Source text
========

Lieutenant Aaron Lewis, 29 Commando Regiment Royal Artillery
Remembering the Fallen: on this day in 2008, Lieutenant Aaron Lewis, 29 Commando Regiment Royal Artillery, was killed in Afghanistan.
A physical instructor before deciding to join the army, he had passed out of Sandhurst in 2007, and passed the tough All Arms Commando Course in June of 2008. Four months later he deployed to Afghanistan and was stationed at the forward operating base Armadillo in Gereshk. He was described as " a true commando who would lead his men from the front with his passion and vigour constantly on display."
On the day of his death a fire fight broke out approximately one kilometre from the base. As soon as the alarm in the base starting ringing, Lieutenant Lewis (who was off duty and in the gym) ran outside to get his body armour and helmet, but was hit by a stray round. His Commanding Officer stated at the inquest: “. It wasn't fired at him, it was fired at someone else a long way away. He was very unlucky. It was a million to one thing. He was a true star. He really was the sort of person who you would like to be – someone excelling at his job and also a nice guy with it. You only occasionally get a special person with that combination of compassion, humility, gregariousness, really fun-loving, but an ultimately caring individual.” Lieutenant Lewis was airlifted to hospital at Kandahar where a CT scan revealed he had suffered irreparable brain damage, and sadly he died shortly afterwards.

========

Given records

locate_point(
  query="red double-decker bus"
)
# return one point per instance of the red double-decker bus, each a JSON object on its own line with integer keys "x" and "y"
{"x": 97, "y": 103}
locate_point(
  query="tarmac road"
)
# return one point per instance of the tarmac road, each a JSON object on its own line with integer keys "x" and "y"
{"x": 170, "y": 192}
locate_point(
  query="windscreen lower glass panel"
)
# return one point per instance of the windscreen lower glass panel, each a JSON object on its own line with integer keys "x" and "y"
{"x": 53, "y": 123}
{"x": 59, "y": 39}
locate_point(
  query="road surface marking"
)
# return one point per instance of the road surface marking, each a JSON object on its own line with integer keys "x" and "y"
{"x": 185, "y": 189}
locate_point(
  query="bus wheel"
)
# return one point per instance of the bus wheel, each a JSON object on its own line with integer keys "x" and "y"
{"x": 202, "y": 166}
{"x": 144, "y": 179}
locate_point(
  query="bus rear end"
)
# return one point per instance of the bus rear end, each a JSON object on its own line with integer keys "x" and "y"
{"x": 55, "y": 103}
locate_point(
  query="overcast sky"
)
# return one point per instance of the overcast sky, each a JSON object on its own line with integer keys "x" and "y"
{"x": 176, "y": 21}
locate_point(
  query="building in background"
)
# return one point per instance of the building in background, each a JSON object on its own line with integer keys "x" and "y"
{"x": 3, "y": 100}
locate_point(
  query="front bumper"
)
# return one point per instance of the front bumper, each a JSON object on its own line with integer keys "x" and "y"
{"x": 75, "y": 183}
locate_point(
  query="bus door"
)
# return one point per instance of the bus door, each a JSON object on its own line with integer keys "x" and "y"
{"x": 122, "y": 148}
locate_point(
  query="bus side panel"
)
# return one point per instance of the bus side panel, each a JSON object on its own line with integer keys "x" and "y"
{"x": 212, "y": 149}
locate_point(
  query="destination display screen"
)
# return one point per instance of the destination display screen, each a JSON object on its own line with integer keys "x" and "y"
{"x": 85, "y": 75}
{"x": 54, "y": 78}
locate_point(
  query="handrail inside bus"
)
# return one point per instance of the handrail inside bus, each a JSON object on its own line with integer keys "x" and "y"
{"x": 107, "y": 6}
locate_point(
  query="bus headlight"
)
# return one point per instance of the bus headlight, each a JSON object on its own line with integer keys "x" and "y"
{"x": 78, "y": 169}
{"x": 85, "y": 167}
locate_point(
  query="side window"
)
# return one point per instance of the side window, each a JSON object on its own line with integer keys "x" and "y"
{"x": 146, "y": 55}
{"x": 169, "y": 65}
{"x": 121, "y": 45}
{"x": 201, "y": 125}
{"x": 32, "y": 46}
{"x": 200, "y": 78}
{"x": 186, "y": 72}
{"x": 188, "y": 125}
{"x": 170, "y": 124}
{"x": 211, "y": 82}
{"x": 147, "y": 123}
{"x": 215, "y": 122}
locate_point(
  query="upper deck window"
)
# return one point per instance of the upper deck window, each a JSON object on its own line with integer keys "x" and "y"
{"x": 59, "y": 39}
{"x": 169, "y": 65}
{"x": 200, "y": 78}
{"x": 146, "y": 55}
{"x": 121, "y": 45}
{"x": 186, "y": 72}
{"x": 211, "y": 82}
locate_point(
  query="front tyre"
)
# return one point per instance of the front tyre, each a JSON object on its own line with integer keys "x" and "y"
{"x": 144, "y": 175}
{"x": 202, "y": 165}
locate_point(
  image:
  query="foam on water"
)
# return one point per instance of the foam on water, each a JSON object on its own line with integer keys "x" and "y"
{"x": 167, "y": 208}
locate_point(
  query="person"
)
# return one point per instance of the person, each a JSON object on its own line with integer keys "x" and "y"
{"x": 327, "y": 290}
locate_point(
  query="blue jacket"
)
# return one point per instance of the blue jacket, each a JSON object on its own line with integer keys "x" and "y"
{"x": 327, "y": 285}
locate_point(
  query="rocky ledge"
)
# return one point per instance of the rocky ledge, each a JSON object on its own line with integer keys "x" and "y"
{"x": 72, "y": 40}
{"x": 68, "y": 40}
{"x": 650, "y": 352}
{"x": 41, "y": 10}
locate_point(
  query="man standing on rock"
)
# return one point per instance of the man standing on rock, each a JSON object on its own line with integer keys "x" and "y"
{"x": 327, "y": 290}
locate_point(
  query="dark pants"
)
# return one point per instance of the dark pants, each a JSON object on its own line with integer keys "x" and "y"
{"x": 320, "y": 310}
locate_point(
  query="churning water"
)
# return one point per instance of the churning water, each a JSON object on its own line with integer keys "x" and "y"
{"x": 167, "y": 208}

========

What you are asked to do
According to the text on Lieutenant Aaron Lewis, why did his Commanding Officer say he was very unlucky? Answer in one to three sentences.

Output of the task
He was hit by a stray round that wasn't fired at him. It was fired at someone else a long way away, which his Commanding Officer called "a million to one thing."